[Data extracts Boundary: Start]

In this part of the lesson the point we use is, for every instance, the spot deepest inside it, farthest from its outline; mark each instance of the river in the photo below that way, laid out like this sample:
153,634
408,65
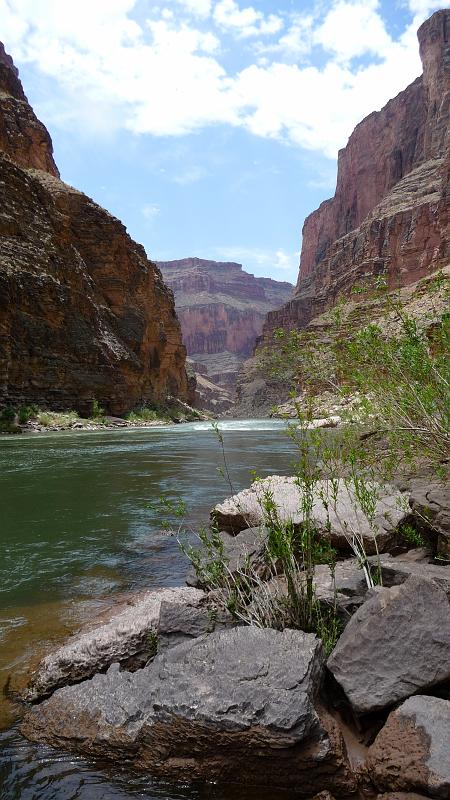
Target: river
77,529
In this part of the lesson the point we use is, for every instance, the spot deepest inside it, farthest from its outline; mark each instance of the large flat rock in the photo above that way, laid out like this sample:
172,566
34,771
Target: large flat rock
242,551
237,705
412,751
246,510
396,644
124,638
396,570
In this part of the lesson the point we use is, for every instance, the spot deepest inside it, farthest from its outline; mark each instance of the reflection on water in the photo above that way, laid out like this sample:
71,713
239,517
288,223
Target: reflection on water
76,529
36,772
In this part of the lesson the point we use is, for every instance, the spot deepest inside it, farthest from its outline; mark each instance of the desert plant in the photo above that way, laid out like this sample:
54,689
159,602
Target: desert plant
26,413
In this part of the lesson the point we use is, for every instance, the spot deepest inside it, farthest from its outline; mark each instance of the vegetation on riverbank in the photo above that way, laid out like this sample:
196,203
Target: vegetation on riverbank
392,379
30,417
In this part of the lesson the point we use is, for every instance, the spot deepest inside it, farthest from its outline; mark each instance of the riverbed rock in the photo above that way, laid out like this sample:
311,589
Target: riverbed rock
237,706
431,503
411,752
244,551
401,796
396,644
127,639
179,622
395,571
245,510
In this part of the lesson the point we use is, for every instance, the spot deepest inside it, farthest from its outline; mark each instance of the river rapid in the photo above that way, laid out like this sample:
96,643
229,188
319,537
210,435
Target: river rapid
77,529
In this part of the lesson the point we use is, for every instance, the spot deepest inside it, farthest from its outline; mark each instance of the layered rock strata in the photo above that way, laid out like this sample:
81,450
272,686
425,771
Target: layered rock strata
221,309
83,313
390,212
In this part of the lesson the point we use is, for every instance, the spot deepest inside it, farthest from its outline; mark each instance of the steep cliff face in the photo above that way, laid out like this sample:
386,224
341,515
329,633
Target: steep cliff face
221,309
390,212
83,313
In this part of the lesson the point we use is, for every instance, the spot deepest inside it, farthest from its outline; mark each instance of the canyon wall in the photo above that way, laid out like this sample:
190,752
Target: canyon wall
390,212
221,309
83,313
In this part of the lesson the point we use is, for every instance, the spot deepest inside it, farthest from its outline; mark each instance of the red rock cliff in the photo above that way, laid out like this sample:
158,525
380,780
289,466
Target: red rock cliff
390,212
221,309
83,313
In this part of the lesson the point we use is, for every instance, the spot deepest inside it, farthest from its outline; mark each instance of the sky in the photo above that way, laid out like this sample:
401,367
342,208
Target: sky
210,127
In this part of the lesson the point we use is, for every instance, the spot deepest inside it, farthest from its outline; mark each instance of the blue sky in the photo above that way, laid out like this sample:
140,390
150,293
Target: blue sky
210,127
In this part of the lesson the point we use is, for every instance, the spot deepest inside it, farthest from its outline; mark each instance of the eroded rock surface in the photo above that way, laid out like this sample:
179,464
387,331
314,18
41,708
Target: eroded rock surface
221,309
396,644
236,705
412,753
246,509
395,571
124,639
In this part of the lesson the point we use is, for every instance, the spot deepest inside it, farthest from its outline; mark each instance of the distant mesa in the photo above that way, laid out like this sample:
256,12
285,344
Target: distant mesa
390,213
83,313
221,309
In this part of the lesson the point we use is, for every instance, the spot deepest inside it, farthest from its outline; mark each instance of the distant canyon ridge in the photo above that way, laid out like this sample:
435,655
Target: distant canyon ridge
389,217
84,314
222,310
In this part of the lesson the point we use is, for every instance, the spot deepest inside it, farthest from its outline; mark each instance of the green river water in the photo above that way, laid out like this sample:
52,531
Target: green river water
76,531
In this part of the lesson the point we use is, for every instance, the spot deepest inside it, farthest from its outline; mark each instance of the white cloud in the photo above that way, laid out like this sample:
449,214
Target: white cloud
247,21
423,8
200,8
261,260
353,29
153,70
189,175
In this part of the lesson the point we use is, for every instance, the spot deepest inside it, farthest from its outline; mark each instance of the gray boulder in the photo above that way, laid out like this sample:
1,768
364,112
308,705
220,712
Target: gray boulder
179,622
125,638
245,510
245,549
395,570
401,796
412,751
430,502
396,644
236,705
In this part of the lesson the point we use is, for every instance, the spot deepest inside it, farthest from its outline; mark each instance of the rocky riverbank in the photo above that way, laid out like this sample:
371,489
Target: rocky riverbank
175,685
12,421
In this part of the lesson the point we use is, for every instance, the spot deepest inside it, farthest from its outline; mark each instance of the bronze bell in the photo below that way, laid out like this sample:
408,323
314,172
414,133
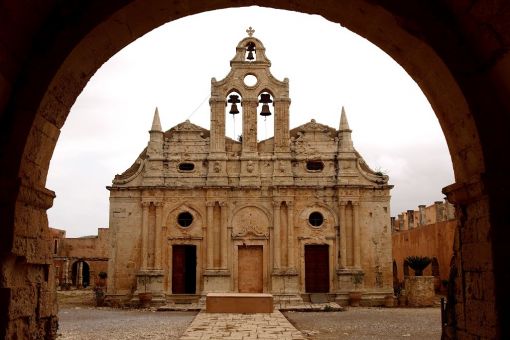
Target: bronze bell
265,99
265,110
233,99
233,109
250,49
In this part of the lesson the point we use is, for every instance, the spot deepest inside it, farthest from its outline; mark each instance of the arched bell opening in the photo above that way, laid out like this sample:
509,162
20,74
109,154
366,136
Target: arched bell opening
265,118
250,52
234,117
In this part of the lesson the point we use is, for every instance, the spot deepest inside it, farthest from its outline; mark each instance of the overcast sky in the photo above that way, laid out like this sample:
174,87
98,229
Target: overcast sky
394,127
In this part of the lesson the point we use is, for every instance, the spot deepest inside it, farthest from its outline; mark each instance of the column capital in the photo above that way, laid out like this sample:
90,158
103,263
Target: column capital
281,100
250,102
277,203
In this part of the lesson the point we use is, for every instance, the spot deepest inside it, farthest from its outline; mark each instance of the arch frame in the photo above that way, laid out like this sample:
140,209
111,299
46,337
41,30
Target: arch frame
57,49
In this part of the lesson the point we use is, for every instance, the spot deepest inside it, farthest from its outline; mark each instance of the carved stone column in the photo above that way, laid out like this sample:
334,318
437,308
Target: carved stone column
217,124
249,126
343,241
157,235
223,235
356,242
281,125
145,232
290,235
210,235
66,272
276,235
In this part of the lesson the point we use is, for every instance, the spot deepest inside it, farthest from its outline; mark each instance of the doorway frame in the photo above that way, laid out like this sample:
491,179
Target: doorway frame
168,253
331,247
235,261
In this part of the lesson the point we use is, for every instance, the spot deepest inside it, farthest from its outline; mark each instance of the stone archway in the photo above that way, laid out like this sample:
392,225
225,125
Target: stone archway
458,54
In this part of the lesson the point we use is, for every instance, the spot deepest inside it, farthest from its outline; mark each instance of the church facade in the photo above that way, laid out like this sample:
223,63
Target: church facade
295,214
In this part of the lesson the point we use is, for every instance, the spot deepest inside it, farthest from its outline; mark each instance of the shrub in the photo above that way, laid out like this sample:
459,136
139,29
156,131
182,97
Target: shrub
418,263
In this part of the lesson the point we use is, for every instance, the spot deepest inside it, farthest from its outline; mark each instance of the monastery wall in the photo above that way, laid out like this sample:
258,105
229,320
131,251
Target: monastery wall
433,239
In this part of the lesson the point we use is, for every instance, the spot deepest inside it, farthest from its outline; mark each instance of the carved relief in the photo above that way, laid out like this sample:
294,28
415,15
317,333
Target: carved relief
250,221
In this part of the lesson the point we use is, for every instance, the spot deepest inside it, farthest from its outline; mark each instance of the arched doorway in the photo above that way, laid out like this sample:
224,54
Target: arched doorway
80,274
56,50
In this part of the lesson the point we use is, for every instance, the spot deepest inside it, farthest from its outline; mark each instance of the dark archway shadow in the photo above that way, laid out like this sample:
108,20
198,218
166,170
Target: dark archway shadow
59,48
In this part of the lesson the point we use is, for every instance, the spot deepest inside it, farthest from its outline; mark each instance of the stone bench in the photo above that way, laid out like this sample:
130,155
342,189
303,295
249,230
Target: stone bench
239,303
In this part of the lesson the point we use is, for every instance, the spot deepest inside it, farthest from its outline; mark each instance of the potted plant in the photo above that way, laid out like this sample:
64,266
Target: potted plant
418,263
145,298
419,288
355,295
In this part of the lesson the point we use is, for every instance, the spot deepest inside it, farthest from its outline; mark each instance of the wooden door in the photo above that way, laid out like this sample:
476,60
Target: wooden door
316,268
250,269
183,269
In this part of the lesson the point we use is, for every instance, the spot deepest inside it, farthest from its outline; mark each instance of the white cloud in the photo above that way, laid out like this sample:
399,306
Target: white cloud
393,125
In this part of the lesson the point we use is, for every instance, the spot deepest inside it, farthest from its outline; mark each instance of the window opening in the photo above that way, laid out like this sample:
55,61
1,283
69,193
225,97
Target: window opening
185,219
316,219
186,166
314,166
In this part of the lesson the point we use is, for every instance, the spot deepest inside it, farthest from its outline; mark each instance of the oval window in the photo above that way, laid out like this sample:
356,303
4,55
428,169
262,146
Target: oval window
185,219
186,166
250,80
314,166
316,219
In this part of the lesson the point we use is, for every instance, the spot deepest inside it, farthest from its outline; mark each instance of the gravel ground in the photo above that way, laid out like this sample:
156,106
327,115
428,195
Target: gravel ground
370,323
106,323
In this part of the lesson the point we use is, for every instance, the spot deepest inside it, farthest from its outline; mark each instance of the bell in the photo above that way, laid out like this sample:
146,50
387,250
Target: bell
265,110
265,98
250,49
233,109
233,99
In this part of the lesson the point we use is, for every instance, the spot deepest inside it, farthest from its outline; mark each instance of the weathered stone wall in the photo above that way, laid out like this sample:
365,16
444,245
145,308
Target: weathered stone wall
433,240
419,291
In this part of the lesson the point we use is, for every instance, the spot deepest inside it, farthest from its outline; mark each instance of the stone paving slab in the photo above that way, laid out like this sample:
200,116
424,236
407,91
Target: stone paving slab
211,326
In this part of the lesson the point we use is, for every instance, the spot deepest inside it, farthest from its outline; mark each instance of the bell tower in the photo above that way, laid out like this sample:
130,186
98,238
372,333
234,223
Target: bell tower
250,88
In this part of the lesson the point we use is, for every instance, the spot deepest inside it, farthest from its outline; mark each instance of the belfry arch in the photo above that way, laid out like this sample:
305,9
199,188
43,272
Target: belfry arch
462,69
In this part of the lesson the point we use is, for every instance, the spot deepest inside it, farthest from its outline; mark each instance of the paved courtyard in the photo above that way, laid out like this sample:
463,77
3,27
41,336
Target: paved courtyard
354,323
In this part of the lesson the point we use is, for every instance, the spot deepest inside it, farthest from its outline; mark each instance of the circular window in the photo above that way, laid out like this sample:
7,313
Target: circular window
316,219
186,166
250,80
314,166
185,219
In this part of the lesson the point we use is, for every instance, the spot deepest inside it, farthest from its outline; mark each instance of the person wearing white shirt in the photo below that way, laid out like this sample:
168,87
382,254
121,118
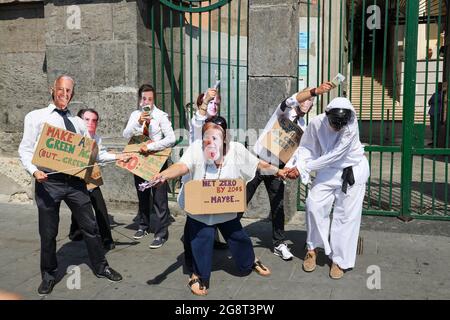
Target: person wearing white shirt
50,190
214,157
292,108
331,147
91,118
155,124
208,106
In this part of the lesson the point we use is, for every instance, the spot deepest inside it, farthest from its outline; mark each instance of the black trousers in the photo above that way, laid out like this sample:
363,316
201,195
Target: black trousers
73,192
158,198
275,190
101,216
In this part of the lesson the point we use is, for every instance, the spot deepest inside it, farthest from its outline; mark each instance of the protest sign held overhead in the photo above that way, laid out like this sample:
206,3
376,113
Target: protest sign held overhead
282,139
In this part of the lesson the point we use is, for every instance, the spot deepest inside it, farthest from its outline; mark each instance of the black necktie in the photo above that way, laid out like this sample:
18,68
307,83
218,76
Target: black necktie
69,125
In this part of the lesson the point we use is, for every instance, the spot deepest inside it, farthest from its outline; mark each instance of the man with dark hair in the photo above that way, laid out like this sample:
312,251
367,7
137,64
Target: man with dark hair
154,123
293,108
52,188
91,118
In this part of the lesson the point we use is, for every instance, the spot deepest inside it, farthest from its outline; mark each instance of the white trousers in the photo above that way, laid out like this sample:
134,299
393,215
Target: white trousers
341,239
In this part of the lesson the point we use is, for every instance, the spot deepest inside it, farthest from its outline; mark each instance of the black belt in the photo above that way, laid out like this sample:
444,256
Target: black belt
61,176
347,178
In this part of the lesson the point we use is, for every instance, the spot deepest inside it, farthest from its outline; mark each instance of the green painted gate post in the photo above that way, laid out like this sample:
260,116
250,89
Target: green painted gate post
409,94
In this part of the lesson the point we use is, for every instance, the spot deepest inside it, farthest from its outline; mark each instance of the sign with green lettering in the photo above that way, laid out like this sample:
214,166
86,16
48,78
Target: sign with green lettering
64,151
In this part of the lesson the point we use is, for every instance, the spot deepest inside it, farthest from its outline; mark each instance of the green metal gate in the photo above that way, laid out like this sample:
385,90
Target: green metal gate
393,53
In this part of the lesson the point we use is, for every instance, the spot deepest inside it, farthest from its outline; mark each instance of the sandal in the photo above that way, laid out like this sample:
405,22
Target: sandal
201,288
260,269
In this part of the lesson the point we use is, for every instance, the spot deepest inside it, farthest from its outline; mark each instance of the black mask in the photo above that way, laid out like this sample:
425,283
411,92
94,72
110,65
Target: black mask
338,117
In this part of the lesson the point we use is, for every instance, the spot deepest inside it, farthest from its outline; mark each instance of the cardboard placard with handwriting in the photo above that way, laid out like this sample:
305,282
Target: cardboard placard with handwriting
65,151
215,196
283,139
143,166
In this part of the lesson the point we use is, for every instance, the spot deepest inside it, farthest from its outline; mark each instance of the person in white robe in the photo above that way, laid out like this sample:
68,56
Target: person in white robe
331,147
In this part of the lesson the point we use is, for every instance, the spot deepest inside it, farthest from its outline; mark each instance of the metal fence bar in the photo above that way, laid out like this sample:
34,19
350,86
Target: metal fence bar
412,12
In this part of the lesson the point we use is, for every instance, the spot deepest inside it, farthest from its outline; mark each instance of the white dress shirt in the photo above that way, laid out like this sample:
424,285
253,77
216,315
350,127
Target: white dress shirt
195,129
160,129
33,124
103,154
238,163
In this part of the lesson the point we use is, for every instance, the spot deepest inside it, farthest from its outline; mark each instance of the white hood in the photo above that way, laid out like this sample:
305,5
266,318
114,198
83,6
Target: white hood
342,103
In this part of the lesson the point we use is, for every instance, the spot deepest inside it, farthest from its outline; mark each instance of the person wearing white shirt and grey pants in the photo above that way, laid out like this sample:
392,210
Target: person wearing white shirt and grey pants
51,189
292,108
156,125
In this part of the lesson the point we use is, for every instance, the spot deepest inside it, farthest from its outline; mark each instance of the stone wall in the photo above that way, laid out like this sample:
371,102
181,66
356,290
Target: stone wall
23,81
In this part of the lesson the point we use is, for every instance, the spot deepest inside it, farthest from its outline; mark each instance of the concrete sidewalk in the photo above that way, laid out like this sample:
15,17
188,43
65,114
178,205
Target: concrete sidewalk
413,260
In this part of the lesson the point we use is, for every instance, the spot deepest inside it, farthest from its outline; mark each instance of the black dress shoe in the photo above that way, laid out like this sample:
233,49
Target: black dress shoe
109,245
110,274
46,287
220,245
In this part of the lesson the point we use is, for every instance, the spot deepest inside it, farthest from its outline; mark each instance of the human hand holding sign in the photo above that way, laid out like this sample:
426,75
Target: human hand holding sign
40,176
324,87
292,173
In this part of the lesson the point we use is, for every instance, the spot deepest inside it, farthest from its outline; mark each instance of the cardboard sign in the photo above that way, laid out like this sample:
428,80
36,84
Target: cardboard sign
65,151
283,139
143,166
215,196
95,180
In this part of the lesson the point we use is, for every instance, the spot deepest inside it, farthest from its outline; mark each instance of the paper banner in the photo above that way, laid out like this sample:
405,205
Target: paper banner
283,139
143,166
62,150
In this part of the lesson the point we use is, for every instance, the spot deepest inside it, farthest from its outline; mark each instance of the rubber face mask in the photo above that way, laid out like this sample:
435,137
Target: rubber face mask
213,108
212,145
338,118
306,105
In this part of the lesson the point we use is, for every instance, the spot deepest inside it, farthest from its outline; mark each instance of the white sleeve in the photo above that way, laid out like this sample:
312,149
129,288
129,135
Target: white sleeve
168,139
246,162
103,154
133,127
195,129
27,145
188,157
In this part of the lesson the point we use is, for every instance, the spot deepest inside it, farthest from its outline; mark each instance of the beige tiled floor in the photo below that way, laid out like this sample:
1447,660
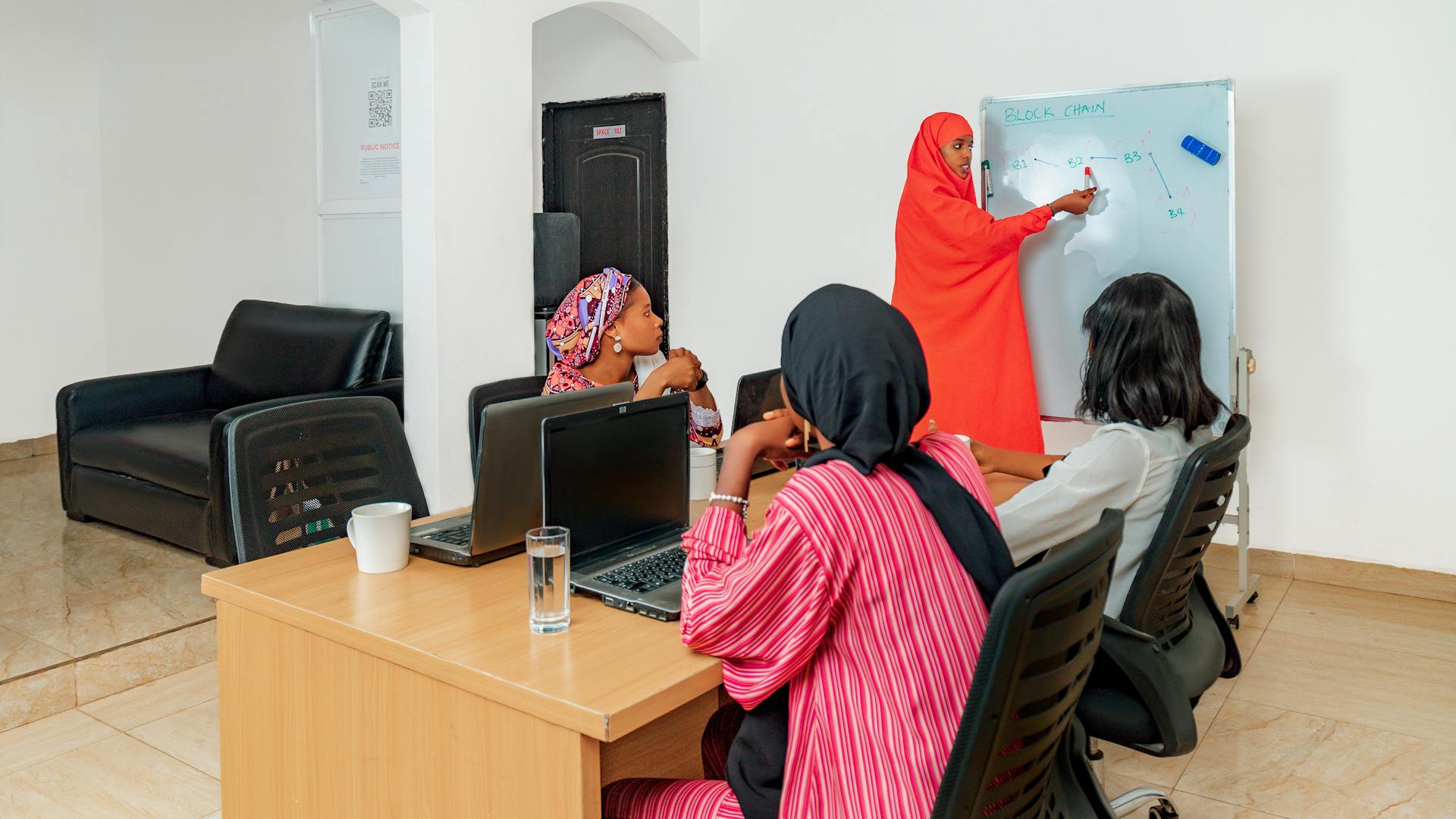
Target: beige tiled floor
86,610
149,752
1346,710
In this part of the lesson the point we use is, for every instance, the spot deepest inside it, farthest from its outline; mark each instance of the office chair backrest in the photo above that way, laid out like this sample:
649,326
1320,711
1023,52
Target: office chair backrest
1038,649
299,471
1194,510
495,392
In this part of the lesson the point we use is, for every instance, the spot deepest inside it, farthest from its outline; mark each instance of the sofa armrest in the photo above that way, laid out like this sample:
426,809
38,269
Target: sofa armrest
121,398
392,390
221,550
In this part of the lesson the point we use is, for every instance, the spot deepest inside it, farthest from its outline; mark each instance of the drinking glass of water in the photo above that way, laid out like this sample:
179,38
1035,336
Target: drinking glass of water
548,560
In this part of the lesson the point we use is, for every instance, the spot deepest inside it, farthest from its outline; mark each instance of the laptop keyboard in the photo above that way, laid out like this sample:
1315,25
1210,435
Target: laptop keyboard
650,573
456,535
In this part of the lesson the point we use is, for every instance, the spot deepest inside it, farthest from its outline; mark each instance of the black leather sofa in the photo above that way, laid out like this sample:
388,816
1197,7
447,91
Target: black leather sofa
147,450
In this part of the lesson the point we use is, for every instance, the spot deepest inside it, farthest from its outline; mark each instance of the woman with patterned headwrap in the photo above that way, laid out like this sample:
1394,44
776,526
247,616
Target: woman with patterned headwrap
606,333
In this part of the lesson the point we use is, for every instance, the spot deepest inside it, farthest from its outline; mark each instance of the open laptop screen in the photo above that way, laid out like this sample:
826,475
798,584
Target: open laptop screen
617,475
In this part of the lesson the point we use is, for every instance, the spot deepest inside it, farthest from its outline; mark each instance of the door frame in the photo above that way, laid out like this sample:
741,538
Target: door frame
660,188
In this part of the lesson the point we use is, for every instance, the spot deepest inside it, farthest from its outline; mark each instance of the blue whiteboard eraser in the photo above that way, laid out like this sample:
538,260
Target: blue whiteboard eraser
1201,150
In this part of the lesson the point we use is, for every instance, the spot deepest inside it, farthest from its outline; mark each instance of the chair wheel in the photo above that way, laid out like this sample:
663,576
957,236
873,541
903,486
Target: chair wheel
1163,811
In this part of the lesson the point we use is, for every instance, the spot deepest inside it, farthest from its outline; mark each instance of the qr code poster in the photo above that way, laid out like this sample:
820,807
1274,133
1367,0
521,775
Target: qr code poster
382,102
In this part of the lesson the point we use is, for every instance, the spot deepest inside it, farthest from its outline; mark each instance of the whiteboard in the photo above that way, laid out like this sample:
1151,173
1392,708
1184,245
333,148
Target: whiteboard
1158,209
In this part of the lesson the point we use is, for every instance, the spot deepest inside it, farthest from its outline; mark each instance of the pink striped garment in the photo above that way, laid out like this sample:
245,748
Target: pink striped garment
851,595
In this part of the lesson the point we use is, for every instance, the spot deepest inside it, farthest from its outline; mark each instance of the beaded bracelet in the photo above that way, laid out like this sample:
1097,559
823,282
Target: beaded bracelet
742,502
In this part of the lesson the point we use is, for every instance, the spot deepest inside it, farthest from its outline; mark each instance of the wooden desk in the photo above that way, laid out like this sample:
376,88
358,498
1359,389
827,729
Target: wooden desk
424,692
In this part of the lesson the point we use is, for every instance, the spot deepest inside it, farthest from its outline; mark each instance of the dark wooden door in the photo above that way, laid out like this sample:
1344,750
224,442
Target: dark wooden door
606,161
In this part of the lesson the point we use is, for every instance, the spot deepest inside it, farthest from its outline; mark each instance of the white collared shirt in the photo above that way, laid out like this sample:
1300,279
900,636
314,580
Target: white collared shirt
1122,466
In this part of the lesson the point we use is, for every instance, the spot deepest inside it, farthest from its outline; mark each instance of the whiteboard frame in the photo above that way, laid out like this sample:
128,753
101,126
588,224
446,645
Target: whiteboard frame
1239,401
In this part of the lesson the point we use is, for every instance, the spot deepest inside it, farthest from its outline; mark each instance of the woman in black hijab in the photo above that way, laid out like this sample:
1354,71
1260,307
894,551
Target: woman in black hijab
851,626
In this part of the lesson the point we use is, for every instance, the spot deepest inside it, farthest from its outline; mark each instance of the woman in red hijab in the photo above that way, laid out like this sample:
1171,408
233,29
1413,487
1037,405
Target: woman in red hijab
956,280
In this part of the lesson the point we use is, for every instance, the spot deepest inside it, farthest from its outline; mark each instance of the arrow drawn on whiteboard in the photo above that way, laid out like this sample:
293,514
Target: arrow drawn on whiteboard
1159,174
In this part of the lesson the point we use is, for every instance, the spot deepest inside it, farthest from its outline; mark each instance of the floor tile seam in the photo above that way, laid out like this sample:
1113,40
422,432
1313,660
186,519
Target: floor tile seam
64,752
1378,591
185,764
1426,739
169,716
102,651
1174,798
1267,629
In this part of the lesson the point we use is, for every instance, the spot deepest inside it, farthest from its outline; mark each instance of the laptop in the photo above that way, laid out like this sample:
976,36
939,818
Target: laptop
618,479
758,394
507,479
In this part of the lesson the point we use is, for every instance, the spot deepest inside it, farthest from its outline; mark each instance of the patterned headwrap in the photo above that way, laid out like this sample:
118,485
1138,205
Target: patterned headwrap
574,334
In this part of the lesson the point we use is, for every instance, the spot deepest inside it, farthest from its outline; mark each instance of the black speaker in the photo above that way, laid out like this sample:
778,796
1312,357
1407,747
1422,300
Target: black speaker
558,259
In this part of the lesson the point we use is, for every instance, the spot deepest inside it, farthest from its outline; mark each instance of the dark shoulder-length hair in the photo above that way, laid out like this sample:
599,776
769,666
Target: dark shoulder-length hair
1144,353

[Data extracts Boundary: End]

**Activity**
Each line that includes "below" counts once; state how many such lines the listing has, with no other words.

**Problem solution**
4